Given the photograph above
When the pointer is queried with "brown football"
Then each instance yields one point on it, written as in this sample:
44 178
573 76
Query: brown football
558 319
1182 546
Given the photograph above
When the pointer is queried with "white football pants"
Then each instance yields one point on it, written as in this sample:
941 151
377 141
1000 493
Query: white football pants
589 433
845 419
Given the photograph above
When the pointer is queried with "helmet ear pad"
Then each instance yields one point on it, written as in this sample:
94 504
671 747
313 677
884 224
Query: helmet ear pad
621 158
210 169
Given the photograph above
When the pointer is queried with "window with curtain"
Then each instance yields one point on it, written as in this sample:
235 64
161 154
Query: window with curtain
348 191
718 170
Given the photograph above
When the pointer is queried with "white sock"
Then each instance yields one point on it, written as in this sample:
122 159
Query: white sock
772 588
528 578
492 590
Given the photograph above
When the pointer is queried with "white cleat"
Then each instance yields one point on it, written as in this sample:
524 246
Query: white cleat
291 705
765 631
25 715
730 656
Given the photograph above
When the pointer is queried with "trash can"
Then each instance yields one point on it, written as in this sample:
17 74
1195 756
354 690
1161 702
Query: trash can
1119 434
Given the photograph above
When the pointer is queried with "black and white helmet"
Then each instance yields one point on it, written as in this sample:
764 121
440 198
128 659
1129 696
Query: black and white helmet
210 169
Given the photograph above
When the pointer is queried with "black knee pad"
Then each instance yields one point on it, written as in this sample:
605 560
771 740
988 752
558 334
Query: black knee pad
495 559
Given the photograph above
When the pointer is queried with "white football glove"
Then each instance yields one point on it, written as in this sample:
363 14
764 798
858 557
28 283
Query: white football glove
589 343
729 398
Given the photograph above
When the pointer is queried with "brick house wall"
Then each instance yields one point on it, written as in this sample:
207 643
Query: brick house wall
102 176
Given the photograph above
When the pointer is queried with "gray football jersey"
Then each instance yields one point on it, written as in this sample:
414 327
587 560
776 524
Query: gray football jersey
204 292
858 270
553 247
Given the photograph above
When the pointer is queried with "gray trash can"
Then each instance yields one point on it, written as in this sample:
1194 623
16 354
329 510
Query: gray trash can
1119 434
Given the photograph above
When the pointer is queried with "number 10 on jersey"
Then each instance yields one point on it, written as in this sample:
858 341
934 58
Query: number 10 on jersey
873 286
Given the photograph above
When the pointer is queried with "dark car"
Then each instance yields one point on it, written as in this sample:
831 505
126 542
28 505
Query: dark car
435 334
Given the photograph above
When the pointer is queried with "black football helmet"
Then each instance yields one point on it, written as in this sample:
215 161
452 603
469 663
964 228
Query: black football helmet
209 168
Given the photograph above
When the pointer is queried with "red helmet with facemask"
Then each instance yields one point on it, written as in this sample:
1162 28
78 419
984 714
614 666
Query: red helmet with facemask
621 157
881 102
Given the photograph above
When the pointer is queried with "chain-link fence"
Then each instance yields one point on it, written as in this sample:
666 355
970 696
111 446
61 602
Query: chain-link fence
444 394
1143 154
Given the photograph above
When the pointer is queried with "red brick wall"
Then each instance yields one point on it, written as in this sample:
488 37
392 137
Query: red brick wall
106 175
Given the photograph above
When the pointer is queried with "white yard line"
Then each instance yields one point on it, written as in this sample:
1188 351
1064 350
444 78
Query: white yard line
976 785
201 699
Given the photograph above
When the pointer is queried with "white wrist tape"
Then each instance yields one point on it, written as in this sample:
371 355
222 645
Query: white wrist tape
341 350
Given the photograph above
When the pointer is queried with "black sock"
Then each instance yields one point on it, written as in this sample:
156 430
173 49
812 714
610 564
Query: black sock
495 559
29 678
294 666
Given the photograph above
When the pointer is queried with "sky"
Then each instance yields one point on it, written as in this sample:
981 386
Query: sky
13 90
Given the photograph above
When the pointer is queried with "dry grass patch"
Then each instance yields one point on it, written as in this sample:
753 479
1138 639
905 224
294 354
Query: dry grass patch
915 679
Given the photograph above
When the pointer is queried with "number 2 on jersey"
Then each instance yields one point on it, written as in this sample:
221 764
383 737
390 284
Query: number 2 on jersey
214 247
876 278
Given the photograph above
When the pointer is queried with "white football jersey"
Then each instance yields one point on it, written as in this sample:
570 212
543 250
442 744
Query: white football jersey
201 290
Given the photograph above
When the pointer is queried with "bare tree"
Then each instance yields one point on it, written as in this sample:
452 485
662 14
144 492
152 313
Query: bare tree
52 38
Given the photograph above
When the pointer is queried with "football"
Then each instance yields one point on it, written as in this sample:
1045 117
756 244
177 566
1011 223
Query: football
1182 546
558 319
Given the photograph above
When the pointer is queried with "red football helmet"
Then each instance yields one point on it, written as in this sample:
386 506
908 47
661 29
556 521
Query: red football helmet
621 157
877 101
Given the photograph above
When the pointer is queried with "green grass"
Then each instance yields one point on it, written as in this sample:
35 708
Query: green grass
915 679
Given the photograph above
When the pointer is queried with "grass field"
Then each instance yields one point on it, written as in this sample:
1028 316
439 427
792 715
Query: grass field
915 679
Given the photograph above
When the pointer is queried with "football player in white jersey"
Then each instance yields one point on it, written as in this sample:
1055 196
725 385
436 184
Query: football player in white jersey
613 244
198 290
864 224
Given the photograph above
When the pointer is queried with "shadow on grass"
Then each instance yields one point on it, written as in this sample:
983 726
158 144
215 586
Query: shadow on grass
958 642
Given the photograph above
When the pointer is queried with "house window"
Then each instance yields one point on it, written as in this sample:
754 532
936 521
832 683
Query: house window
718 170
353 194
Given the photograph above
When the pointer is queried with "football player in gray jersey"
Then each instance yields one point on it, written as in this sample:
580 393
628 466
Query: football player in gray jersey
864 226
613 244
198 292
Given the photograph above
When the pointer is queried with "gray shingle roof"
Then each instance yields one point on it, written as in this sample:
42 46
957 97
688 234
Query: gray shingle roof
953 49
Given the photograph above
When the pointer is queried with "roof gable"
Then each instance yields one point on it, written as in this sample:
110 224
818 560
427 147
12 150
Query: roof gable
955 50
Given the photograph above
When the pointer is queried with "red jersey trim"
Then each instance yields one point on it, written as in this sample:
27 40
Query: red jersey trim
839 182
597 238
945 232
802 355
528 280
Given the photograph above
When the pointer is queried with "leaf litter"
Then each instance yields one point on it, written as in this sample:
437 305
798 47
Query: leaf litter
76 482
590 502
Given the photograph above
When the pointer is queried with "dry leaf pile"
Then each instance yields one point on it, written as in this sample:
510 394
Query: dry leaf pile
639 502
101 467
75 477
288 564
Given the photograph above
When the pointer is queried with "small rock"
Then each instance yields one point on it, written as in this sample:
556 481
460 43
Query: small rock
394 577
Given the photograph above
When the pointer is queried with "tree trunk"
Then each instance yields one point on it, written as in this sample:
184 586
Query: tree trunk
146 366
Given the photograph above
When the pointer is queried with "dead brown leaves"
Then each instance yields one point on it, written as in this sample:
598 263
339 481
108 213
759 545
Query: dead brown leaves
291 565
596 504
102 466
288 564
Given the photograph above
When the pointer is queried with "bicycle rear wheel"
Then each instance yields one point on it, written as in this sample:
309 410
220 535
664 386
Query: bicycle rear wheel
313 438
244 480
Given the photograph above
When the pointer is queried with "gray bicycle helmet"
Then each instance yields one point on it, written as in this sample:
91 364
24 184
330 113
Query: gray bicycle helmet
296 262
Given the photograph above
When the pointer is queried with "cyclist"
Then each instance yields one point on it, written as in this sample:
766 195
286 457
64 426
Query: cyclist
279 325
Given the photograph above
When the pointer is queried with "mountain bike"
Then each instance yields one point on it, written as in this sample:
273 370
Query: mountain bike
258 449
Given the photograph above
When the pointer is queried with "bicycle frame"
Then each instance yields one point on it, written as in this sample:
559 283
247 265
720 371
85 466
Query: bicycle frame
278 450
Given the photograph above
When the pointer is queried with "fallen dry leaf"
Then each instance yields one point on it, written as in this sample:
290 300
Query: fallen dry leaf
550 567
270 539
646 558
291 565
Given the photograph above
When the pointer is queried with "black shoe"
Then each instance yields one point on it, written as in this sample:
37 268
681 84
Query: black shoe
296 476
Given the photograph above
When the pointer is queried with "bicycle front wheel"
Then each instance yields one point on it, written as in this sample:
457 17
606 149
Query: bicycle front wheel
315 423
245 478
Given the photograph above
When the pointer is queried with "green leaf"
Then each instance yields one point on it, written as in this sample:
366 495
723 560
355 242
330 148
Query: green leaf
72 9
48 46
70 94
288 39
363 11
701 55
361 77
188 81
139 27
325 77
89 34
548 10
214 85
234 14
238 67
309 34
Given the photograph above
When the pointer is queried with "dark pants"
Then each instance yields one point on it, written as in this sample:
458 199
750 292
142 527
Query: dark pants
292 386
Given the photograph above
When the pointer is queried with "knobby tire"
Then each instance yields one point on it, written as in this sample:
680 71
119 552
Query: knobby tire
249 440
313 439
★ ★ ★
## The task
List each line of the data above that contains the string "fence", matching its case.

## Worked solution
When the pointer is queried with "chain-link fence"
Query: chain-link fence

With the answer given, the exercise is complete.